PROVIDED TEXT>
------------------------------------

An issue discovered at the end of the Liberty cycle [1] meant that while still
present in results (for admins) we had to disable searching of admin-only
fields (TL;DR – a non-admin can fish for results to discover values for
admin-only fields by searching e.g. "hostId": "a*"). We'd like to fix this,
though I've only come up with three ideas. Any feedback would be very welcome.
1. There is a plugin for Elasticsearch called Shield (unfortunately only
available commercially) that provides field level access by allowing roles to
specify a list of fields they can search and see in results. The list is
inclusive and can use wildcards. Shield has access to the parsed query and so
can exclude any terms that refer to blocked fields (it treats them as having no
results). It also disables the _all field for roles where a field list is
specified. Even were we able to use it, Shield is more restrictive that we
would like.
2. Create multiple indices (searchlight-admin, searchlight-user) and index some
fields only in the admin index. This has several things going for it:
* it's free
* it's reasonably easy to understand
* the code isn't complicated
* it's secure
* allows full text searching of _all
The strikes:
* more indices (especially where someone configures indices specific to a
plugin, though we could also allow plugins to not require an admin index)
* double the data stored
* greater risk of inconsistency (Elasticsearch doesn't have transactions)
* complicates the effort for zero-downtime reindexing
3. Implement something similar to Shield's field control ourselves. We'd need
to exclude fields from _all (because there's no good way to intercept queries
against it), and scrub incoming queries against the admin-only field list.

------------------------------------

RECORD EXTRACTS>

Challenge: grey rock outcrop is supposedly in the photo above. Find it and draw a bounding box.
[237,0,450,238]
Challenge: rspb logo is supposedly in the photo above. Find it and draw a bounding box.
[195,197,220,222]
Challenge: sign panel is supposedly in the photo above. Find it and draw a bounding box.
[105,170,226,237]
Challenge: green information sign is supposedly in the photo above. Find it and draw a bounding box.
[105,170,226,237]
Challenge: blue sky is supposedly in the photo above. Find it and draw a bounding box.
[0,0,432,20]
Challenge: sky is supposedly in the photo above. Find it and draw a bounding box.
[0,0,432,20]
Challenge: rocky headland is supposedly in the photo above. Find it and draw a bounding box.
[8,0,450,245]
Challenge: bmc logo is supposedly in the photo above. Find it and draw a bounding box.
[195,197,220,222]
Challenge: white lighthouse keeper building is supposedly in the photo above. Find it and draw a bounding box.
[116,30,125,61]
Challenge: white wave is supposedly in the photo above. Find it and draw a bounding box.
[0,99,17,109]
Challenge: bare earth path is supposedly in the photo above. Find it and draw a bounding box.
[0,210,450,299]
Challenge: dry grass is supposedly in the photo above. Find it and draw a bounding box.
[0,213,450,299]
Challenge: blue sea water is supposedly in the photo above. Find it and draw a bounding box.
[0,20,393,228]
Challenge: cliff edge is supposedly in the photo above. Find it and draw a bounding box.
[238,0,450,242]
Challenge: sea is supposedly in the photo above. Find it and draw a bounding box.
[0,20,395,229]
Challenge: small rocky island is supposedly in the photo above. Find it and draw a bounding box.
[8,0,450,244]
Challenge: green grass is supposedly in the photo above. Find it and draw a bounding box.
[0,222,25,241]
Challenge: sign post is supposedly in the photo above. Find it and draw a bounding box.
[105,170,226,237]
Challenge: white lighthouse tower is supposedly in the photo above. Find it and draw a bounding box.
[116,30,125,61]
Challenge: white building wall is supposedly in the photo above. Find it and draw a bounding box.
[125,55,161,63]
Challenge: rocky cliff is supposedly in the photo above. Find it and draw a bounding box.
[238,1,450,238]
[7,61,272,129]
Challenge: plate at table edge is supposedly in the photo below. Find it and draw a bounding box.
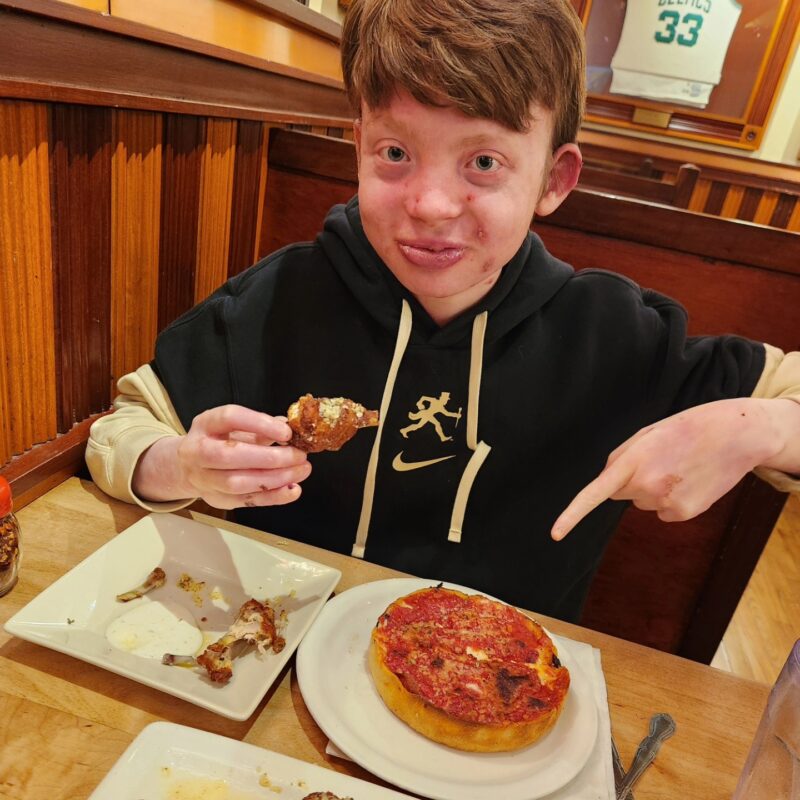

------------------------------------

GIVEN PROBLEM A>
Rewrite the passage of the Elasticsearch field-access text from "An issue discovered" to "be very welcome.", changing "admin-only" to "restricted" each time it occurs.
GIVEN PROBLEM B>
Extend the Elasticsearch field-access text, beginning right after its last sentence.

TASK OUTPUT A>
An issue discovered at the end of the Liberty cycle [1] meant that while still
present in results (for admins) we had to disable searching of restricted
fields (TL;DR – a non-admin can fish for results to discover values for
restricted fields by searching e.g. "hostId": "a*"). We'd like to fix this,
though I've only come up with three ideas. Any feedback would be very welcome.

TASK OUTPUT B>
Naively, it's not too hard to conceive of doing this, but I envisage a trickle
of edge cases that work around the protection. For instance, to protect
'hostId' one might take the incoming dictionary and look for all instances of
'hostId', returning a 403 if it's found. This will find false positives (e.g.
another type has a non-admin field called hostId), and (worse) false negatives;
a query such as {"query_string": {"query": "hostId:a*"}} would escape it. Even
scrubbing the entire input string would have holes ({"multimatch": {"fields":
["hostI*"], "query": "aaabbccc"}}). We would probably be able to determine many
of the issues, but I'd always worry about finding more holes. Shield has the
advantage of being post-query parser.
4. ???
Conclusion:
My view is that a separate index is the only sensible way to do this, but I am
willing to be swayed.
[1] https://bugs.launchpad.net/searchlight/+bug/1504399
__________________________________________________________________________
OpenStack Development Mailing List (not for usage questions)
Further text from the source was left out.